### Trecho:
* * * * * * *

Dois dedos de prosa sobre umas coisas…
A transformação do “mercado cultural” microbiológico do RPG anda à vista. Como diria Machado de Assis “é uma cousa de loico”. Mas, machadadas a mais, podemos desbravar a dura mata do fenômento recente: abriram-se as portas do inferno e agora os indies estão soltos!
Acabo de ver aqui (via Twitter) que a pré-venda do Old Dragon, produção da dupla Antônio Sá e Fabiano Neme esgotou na livraria Moonshadows, depois de ter esgotado na própria loja do dito, mês atrás. Somo isso ao fato de que Busca Final foi um dos títulos mais comentados pela blogosfera rpgística em sua pré-venda há algumas semanas (jogo de autoria de Giltônio Santos e Richard Garrell e que, até uns dias atrás já tinha quase rendido o equivalente aos custos de sua produção). Em novembro passado eu soube da iniciativa do Might Blade RPG, criado por Tiago “Coisinha Verde” Junges – cujo sobrenome, diga-se de passagem, é mais RPGístico que o apelido… Vida doida.
O vindouro “Terra Devastada”, o recentíssimo “Era Perdida RPG” e o pouco comentado Nexus RPG, (que acaba de ganhar sua versão “Zero”) entram para o digníssimo hall dos forasteiros e bandoleiros RPGs independentes – criados e lançados por iniciativa dos autores ou de micro-editoras de autores. E vem aí Tribos de Meru (da Secular, mesma editora de Busca Final) e um futuro indie escolhido por uma interessante produção da editora mineira. Temos ainda um site novo, com um fórum totalmente voltado para a proposta de criação de sistemas próprios: o Garagem RPG.  Minha nossa Senhora dos Quadradinhos…
“E daí? Sistema próprio todo mestre já tentou. Na prática não quer dizer nada” diz o homem de família, o patriarca honesto deste mundo sem pé nem cabeça. Verdade, verdade. Atire a primeira metáfora-rpgística-para-pedra aquele que nunca rabiscou, em sonhos audaciosos, seu sistema próprio. Agora, atire de novo quem já o fez e não viu seus jogadores torcerem o nariz para o seu sensacional e original “2d8+Valete-de-Copas System”. Oi?

* * * * * * *

### Registros apresentados:
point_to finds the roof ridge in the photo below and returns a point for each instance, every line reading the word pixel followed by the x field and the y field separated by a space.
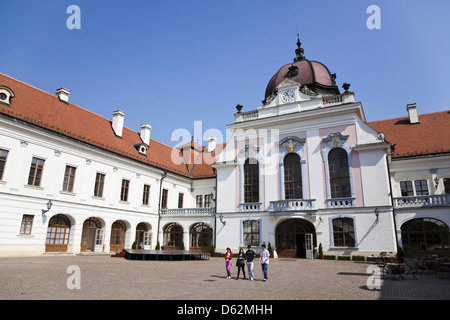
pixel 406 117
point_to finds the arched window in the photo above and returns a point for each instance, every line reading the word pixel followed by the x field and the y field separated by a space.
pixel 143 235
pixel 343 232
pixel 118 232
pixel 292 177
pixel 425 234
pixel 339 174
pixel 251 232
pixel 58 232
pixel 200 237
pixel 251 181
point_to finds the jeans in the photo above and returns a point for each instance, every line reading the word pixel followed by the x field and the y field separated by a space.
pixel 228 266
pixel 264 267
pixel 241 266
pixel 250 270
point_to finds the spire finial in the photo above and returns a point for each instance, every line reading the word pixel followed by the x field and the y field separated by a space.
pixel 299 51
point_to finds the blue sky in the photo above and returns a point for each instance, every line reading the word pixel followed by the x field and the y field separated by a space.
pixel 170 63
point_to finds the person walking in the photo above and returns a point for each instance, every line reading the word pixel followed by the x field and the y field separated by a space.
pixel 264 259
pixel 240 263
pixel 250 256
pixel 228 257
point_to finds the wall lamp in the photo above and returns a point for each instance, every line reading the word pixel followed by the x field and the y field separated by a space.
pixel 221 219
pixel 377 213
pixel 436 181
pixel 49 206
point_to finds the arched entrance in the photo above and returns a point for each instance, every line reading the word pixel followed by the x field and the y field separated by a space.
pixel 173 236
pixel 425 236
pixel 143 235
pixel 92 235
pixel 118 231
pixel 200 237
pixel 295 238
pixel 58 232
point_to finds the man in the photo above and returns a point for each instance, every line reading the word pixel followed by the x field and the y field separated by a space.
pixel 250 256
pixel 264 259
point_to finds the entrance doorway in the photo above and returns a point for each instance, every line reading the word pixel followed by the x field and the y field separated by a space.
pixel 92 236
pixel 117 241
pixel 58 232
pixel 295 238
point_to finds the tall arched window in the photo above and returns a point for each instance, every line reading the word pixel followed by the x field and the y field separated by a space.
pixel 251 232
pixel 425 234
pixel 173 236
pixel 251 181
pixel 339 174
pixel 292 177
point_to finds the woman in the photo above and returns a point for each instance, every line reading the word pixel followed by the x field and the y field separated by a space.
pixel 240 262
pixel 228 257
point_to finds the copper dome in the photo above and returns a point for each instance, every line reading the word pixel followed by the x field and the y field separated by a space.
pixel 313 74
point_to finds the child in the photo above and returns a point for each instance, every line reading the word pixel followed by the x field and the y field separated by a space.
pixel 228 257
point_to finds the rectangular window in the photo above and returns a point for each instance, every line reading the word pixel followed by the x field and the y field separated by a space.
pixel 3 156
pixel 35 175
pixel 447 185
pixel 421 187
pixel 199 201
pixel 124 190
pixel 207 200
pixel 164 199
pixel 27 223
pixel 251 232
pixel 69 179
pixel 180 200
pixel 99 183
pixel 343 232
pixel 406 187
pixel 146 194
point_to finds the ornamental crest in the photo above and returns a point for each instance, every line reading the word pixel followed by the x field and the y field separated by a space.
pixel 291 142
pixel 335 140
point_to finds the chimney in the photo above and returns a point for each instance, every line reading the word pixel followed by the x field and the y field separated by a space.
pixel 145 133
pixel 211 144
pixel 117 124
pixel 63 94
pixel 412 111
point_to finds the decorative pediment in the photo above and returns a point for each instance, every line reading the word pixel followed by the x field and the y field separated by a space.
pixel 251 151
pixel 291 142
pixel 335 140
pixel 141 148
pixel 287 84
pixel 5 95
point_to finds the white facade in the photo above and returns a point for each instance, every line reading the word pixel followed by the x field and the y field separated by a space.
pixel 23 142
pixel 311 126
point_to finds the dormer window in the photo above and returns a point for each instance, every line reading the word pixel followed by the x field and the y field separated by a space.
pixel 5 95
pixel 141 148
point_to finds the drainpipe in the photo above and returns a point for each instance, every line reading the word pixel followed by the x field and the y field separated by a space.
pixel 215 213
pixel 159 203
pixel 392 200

* * * * * * *

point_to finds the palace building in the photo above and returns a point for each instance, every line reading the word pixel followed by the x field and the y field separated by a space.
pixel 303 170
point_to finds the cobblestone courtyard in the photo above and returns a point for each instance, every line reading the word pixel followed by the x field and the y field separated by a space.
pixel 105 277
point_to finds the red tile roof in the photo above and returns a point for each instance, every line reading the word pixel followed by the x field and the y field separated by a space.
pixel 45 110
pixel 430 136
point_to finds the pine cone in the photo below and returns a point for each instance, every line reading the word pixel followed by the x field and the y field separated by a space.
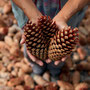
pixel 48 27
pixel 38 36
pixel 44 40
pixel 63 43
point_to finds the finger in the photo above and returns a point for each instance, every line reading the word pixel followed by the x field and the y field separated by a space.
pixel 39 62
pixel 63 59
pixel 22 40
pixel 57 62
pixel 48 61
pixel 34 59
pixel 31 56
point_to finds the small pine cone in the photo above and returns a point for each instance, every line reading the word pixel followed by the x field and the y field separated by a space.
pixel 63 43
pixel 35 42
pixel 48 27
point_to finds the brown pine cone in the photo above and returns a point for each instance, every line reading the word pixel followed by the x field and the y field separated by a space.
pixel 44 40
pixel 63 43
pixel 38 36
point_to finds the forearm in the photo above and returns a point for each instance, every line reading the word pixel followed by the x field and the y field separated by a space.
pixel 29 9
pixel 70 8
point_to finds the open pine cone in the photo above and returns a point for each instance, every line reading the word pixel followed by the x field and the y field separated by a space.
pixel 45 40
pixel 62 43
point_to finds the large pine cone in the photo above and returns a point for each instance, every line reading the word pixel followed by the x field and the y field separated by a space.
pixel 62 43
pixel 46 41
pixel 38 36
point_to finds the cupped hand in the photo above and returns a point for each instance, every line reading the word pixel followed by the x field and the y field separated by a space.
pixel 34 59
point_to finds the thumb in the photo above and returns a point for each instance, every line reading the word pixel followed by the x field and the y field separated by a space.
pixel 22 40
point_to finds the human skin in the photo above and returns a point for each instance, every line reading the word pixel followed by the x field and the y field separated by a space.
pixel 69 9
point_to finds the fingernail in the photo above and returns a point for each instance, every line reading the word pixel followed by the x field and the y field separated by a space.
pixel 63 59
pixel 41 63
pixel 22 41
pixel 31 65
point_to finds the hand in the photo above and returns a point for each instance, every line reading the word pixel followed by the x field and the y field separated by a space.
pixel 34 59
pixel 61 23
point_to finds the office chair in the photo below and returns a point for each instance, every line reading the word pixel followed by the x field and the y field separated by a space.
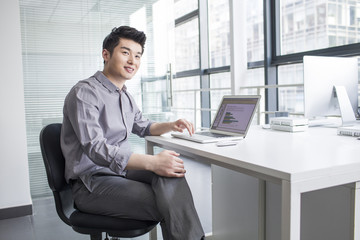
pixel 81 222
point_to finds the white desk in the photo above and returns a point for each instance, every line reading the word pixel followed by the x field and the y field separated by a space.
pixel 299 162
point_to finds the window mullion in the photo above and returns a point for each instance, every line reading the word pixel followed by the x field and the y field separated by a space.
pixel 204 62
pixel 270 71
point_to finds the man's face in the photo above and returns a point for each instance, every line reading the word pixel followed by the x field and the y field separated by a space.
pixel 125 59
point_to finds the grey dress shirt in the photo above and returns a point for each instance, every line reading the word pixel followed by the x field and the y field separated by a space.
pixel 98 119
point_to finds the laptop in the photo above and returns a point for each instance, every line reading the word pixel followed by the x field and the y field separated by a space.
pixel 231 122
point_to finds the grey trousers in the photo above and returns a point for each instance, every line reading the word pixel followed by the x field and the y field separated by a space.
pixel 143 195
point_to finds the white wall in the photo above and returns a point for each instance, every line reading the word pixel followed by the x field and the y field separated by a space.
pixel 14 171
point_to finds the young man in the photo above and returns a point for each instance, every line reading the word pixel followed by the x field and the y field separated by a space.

* * * * * * *

### Enunciado:
Devolva, sem alterações, a parte do trecho sobre os RPGs independentes que vai de "Dois dedos de" até "indies estão soltos!", inclusive. O material não guarda relação alguma com o trecho.

### Resolução escrita:
Dois dedos de prosa sobre umas coisas…
A transformação do “mercado cultural” microbiológico do RPG anda à vista. Como diria Machado de Assis “é uma cousa de loico”. Mas, machadadas a mais, podemos desbravar a dura mata do fenômento recente: abriram-se as portas do inferno e agora os indies estão soltos!